## Excerpted passage
New Brighton & Hove cabinet approves £4m Hove seafront cycle lane

A £4 million cycle lane along Hove seafront has been approved by Brighton & Hove Council’s cabinet.

The scheme involves removing one lane on the existing westbound side of the A259 Kingsway between Fourth Avenue and the Hove Street traffic lights, by the King Alfred Leisure Centre.

Between Hove Street and Wharf Road, by Hove Lagoon, there is a plan to widen the existing narrow cycle lane, which is on the pavement, to make it two-way.

But a year ago, shortly after Labour won a majority at the local elections, the council terminated the works contract and put the scheme on hold for a redesign.

The final total cost of preparatory work and terminating the contract held by RJ Dance has not been made public but there have been suggestions that it was a six-figure sum.

A report to councillors last June also put the price of the redesigned and upgraded scheme at just under £1 million.

At the time, Green opposition leader Steve Davis said that Labour’s proposed redesign of the scheme consisted of “champagne dreams on light ale money”.

The cycling campaign group Bricycles said this week that the cost of the new scheme was now four times higher than originally planned.

The cabinet hopes to part-fund the Hove cycle lane with national “active travel” funding of £1.2 million that was allocated to plans for the A259 Marine Parade, to the east of the Palace Pier. The council must find the other £2.8 million.

And more plans are in the pipeline for a £3 million extension of the cycle lane from Hove Lagoon to the border of Portslade and Southwick.

The aim is to join up with a proposed cycle lane on the Adur and West Sussex side of the border as part of the National Cycle Network route 2 from Dover, Kent, to St Austell, in Cornwall.

At Brighton Town Hall on Thursday (27 June), Labour councillor Trevor Muten, the cabinet member for transport, parking and the public realm, said that the redesign would make the proposed cycle lanes safer for pedestrians.

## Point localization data

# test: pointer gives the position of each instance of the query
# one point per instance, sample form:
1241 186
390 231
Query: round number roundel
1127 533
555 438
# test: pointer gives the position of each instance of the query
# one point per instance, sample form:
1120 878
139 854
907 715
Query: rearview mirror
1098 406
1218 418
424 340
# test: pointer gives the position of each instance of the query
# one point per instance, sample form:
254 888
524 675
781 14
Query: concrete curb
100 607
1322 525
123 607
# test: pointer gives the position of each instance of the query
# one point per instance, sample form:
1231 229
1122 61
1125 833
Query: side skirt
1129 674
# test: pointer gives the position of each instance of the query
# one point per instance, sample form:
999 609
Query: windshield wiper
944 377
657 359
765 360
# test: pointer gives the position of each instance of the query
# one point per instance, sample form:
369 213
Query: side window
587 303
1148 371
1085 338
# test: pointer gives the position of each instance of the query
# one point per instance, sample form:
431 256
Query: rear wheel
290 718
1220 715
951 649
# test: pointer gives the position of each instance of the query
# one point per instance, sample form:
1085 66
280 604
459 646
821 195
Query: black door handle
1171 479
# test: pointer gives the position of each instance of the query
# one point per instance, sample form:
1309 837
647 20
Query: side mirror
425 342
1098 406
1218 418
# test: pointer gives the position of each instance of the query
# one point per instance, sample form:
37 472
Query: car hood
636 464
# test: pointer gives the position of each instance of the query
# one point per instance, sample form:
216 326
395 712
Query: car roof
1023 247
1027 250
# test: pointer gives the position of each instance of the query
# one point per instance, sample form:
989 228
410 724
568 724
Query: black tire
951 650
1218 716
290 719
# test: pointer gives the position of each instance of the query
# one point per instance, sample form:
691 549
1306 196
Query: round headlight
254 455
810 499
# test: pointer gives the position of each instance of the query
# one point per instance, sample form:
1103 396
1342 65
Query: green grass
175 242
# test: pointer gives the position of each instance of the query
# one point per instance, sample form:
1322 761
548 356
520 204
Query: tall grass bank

## What this exercise asks
1 – List every road or street that the article on the Hove seafront cycle lane names.
2 – According to the article on the Hove seafront cycle lane, who held the works contract that the council terminated?
3 – Copy the article on the Hove seafront cycle lane from "And more plans" to "Austell, in Cornwall.".
None of the items are needed here.

## Expected outputs
1 –
A259 Kingsway
Fourth Avenue
Hove Street
Wharf Road
A259 Marine Parade

2 – RJ Dance.

3 –
And more plans are in the pipeline for a £3 million extension of the cycle lane from Hove Lagoon to the border of Portslade and Southwick.

The aim is to join up with a proposed cycle lane on the Adur and West Sussex side of the border as part of the National Cycle Network route 2 from Dover, Kent, to St Austell, in Cornwall.